» TAREFAS
A – Traduza para o inglês esta frase do texto de origem: "Porque assim amam as mulheres da casa."
B – Devolva, sem nenhuma alteração, o trecho do texto de origem que abre com as palavras que contêm "9 de julho de" e fecha com "rasga estes versos.".

» TEXTO DE ORIGEM

☆ ☆ ☆

Minto se digo doer a saudade, que se tornou, desconfio, coisa fina e contínua, como zumbido perceptível aos ouvidos apenas em grande silêncio. Aí nota-se que o barulho não vem de fora; está ali em nós, dentro de nós, o tempo todo em nós. Talvez saudade seja palavra que repito impreciso quando digo de tua mão pousada em minha coxa enquanto almoçamos (e não sabem mãos e coxas da delicadeza que encenam quase mecanicamente). Talvez saudade seja palavra que impreciso repito quando digo de tua boca semi-aberta amassada contra o travesseiro que assisto antes de te despertar (e não sabem bocas e travesseiros dos indícios que ali encontro de pureza e verdade). Digo do muito suor de nossas manhãs: com ele alimento a elipse da lua, a elipse que agora pode girar na mais tediosa prosa dos dias. Possivelmente não é saudade, possivelmente não é saudade as sutis modulações do apito que, incessante, pede para não fazermos senão repetirmo-nos: boa noite amor boa noite amor.
15 de setembro de 2010
18 de agosto de 2010
Esotérico
Tenho a impressão que nunca compreendi cada vinco do tempo compartilhado, cada veia saliente das pernas. Observar com alguma verdade um corpo e ter calma. Estar calmo. E seguro. Poucos foram aqueles a quem entreguei meu sono - o de quem descansa. Penso que por muito poucos velei a procura dele. E talvez nenhum tenha me dado, enquanto procurei. Tempo e permanência, pedi. Certamente um dia não mais admitirei chamar amor a estas músicas que terminam no volume descendente, pouco a pouco, até o silêncio. Espero-o pelas madrugadas. Penso que invariavelmente esperarei. Porque assim aprendi com minha mãe. Porque assim amam as mulheres da casa. E me habituei a ter sempre um verso pronto, pendurado à maçaneta, para que me acordasse quando girasse desajeitada já no avançado da noite. Ainda sou o menino que antes dizia eu-te-amo com pouco cuidado e muita sinceridade; hoje, talvez, com a diferença do inverso. Mas ainda ele, talvez destino dos que escolhem errar.
9 de julho de 2010
At long last love
A arte de viver em sismografias de casa sólida. Não eram sirenes. Suponho que havia luz quando fechei a janela do quarto. Não que o inverno estivesse rigoroso: sempre pode esfriar durante a madrugada. Acordo, não saio da cama e da Anatólia até meu travesseiro somente gravei o dissonante traço de cenhos. A constatação não escapa às agulhas: havemos de dormir com algum déficit de zinco ou potássio diariamente. Mas hoje se me escapar uma rima por entre serpentes da noite, te juro, eu rasgo Saint Andreas como quem rasga estes versos.

☆ ☆ ☆

» DADOS FORNECIDOS

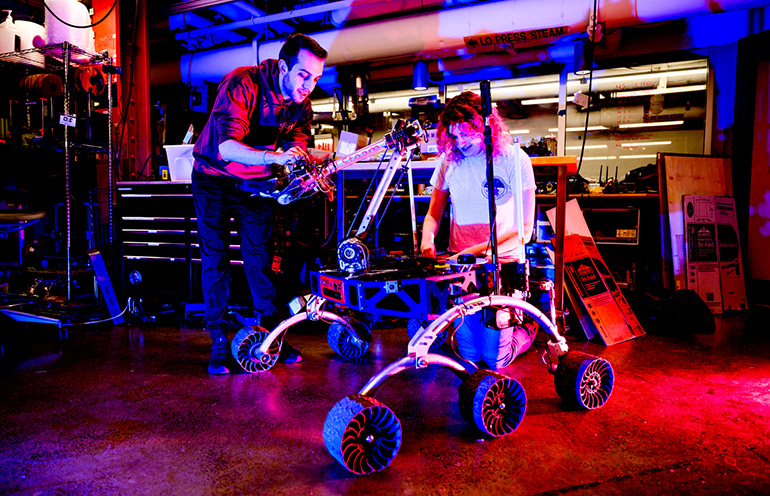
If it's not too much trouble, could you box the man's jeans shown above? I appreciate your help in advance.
[192,170,275,324]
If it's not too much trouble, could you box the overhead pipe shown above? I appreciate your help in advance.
[180,0,767,84]
[175,0,382,40]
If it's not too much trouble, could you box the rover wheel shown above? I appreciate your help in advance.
[326,321,371,358]
[323,394,401,475]
[230,326,281,374]
[554,351,615,410]
[458,370,527,437]
[406,319,449,350]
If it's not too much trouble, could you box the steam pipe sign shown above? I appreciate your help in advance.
[463,26,569,48]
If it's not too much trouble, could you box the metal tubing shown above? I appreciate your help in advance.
[358,353,468,398]
[254,310,348,360]
[356,150,404,238]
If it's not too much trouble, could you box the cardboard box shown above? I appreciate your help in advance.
[564,234,645,346]
[683,195,747,313]
[683,195,722,313]
[714,196,748,311]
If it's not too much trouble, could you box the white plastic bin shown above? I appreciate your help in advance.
[163,145,194,181]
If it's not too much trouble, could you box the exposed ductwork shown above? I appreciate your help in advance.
[174,0,768,84]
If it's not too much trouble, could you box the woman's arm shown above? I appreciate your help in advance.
[420,188,449,258]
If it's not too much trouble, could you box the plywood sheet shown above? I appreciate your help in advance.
[658,153,733,289]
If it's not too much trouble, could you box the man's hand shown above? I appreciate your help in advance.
[265,146,310,170]
[420,236,436,258]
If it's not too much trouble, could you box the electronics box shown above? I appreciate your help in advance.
[163,145,195,181]
[583,208,640,245]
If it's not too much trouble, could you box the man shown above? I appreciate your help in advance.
[420,91,537,369]
[192,34,327,374]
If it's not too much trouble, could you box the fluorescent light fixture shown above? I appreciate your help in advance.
[583,155,618,160]
[620,141,671,148]
[610,84,706,98]
[412,60,428,91]
[594,67,708,83]
[564,145,607,150]
[313,103,334,113]
[548,126,609,133]
[521,97,559,105]
[618,121,684,129]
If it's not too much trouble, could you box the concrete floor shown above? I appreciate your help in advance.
[0,311,770,495]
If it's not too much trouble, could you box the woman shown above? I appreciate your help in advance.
[420,92,536,369]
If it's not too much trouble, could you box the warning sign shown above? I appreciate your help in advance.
[463,26,569,48]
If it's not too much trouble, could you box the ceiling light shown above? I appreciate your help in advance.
[610,84,706,98]
[412,60,428,91]
[583,155,618,160]
[620,141,671,148]
[618,121,684,129]
[564,145,607,150]
[594,67,708,83]
[521,97,559,105]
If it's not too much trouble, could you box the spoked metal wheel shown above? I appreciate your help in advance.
[323,394,401,475]
[554,351,615,410]
[458,370,527,437]
[230,326,281,374]
[406,319,449,350]
[326,320,371,358]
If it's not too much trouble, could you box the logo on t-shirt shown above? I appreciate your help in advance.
[481,177,511,200]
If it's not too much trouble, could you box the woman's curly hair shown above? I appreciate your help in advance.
[436,91,512,162]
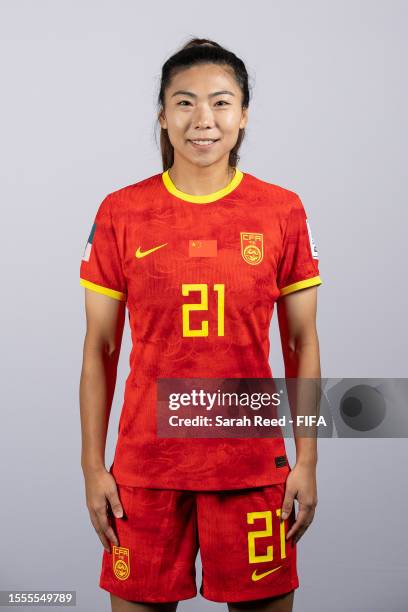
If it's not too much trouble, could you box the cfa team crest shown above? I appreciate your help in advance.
[112,546,130,580]
[241,232,263,266]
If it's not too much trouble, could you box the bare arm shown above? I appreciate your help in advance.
[79,289,126,551]
[277,287,321,465]
[277,287,321,542]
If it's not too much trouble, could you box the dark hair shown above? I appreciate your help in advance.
[158,38,249,171]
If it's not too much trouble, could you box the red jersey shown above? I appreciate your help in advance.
[80,168,322,490]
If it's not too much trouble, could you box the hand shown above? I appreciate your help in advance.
[84,467,123,553]
[282,463,317,544]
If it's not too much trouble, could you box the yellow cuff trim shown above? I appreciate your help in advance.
[162,168,244,204]
[79,278,126,302]
[280,276,322,295]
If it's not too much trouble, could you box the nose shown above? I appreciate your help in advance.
[193,104,214,128]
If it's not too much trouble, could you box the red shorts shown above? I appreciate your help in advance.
[99,483,299,602]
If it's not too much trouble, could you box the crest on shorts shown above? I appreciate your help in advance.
[241,232,263,266]
[112,546,130,580]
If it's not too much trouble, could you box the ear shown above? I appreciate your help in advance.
[159,108,167,130]
[239,108,248,130]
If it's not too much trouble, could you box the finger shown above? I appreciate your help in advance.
[106,487,124,518]
[281,488,295,521]
[286,510,308,540]
[91,512,111,553]
[96,508,119,546]
[293,521,312,544]
[293,525,309,544]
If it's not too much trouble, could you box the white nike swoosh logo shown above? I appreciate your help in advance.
[135,242,168,259]
[252,565,282,582]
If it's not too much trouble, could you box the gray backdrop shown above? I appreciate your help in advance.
[0,0,408,612]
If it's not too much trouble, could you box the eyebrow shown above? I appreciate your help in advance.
[171,89,235,98]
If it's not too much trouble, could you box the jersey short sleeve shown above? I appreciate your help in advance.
[80,196,127,301]
[277,196,322,297]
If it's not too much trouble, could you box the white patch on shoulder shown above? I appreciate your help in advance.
[306,219,319,259]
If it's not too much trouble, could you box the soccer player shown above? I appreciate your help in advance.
[80,39,322,612]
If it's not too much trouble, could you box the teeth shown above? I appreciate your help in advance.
[191,140,215,145]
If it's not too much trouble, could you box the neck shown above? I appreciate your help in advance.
[169,158,235,195]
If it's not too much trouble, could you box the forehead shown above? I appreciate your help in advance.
[168,64,240,95]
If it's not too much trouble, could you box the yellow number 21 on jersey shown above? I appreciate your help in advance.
[181,283,225,337]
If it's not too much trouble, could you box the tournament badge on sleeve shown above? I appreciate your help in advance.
[112,546,130,580]
[306,219,319,259]
[82,223,96,261]
[241,232,263,266]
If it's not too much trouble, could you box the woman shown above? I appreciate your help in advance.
[80,39,321,612]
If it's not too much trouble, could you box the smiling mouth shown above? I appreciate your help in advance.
[188,138,219,149]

☆ ☆ ☆

» RESPOSTAS ESPERADAS
A – Because that is how the women of the house love.

B –
9 de julho de 2010
At long last love
A arte de viver em sismografias de casa sólida. Não eram sirenes. Suponho que havia luz quando fechei a janela do quarto. Não que o inverno estivesse rigoroso: sempre pode esfriar durante a madrugada. Acordo, não saio da cama e da Anatólia até meu travesseiro somente gravei o dissonante traço de cenhos. A constatação não escapa às agulhas: havemos de dormir com algum déficit de zinco ou potássio diariamente. Mas hoje se me escapar uma rima por entre serpentes da noite, te juro, eu rasgo Saint Andreas como quem rasga estes versos.